* **Problem to work on**:
Faithfully repeat each entry below, minus the pictures.

[Records from a data source]
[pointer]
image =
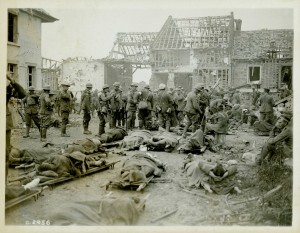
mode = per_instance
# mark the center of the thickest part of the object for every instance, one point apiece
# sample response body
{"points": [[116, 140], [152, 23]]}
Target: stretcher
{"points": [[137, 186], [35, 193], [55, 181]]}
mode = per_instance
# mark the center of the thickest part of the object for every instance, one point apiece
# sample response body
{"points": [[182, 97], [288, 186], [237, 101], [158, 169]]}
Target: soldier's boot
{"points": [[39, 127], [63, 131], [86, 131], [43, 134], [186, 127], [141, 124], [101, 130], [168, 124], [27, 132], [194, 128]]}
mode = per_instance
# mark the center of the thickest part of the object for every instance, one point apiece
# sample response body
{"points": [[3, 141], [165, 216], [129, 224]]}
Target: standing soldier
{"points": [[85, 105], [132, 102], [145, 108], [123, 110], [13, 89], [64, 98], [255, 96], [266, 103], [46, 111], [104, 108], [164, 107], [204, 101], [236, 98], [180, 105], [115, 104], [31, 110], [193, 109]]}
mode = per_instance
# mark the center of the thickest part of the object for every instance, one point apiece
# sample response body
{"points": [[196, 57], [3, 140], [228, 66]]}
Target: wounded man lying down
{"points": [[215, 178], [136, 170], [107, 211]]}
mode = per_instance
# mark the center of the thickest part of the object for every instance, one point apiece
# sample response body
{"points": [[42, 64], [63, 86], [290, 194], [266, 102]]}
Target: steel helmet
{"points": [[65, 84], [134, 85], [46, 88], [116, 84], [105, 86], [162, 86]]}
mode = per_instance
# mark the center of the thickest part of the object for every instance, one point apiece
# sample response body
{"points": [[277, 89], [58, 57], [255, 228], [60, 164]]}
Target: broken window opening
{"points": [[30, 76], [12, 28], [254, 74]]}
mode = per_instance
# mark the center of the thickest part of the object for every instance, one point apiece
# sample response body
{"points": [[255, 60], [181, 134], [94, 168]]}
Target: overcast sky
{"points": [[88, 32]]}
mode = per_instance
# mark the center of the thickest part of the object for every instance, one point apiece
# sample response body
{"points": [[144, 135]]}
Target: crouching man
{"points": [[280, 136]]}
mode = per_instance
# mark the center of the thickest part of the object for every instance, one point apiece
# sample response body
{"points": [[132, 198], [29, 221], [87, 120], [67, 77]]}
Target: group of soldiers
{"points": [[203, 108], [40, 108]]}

* **Exercise answer**:
[pointer]
image =
mode = per_instance
# mark the center of the thickest part of the object for every instance, one point apiece
# sample response body
{"points": [[116, 140], [152, 23]]}
Target: stretcher
{"points": [[137, 186], [35, 193], [55, 181]]}
mode = per_instance
# mark the center of the thickest part of the object for every instance, one point apiece
# sample response body
{"points": [[182, 97], [288, 186], [237, 101], [158, 169]]}
Target: soldier's boot
{"points": [[39, 127], [63, 131], [86, 131], [43, 134], [186, 127], [141, 124], [101, 130], [168, 124], [27, 132], [194, 128]]}
mode = per_instance
# mark the center of the thickest part of the object for every instance, one point apiece
# sample response body
{"points": [[3, 141], [165, 216], [129, 224]]}
Target: standing soldier
{"points": [[85, 105], [132, 102], [145, 108], [123, 110], [13, 89], [64, 98], [255, 96], [266, 103], [46, 111], [104, 108], [164, 107], [204, 101], [236, 98], [180, 105], [115, 104], [31, 110], [193, 109]]}
mode = per_instance
# mark the center of the thickest part of the object for every instance, one point apiece
# sample response body
{"points": [[196, 57], [3, 140], [228, 66]]}
Target: wounded man lying down
{"points": [[215, 178], [136, 170], [107, 211]]}
mode = per_instance
# mark the center of the thickest part of the object for every instance, one point apiece
# sample response body
{"points": [[42, 64], [63, 86], [290, 194], [266, 102]]}
Target: steel helmet
{"points": [[65, 84], [134, 85], [46, 88], [116, 84], [105, 86], [162, 86]]}
mode = per_instance
# mark the center of the thickest part of the object for every instance, one point apiece
# sample response body
{"points": [[277, 89], [58, 57], [255, 228], [60, 164]]}
Target: broken window opening
{"points": [[30, 76], [12, 28], [254, 74]]}
mode = per_instance
# mark the center of the thickest part of the object for every instance, one point apiece
# sample response body
{"points": [[255, 60], [181, 134], [94, 168]]}
Target: overcast sky
{"points": [[88, 32]]}
mode = per_instance
# mark the center of the thickest part of the object for every instance, one point apiece
# sample response body
{"points": [[144, 135]]}
Target: crouching man
{"points": [[280, 136]]}
mode = per_instance
# mark the center of the thickest part of the object for every instance, one point apiece
# sample response body
{"points": [[132, 198], [29, 221], [87, 120], [67, 77]]}
Target: group of soldiers
{"points": [[203, 108], [40, 108]]}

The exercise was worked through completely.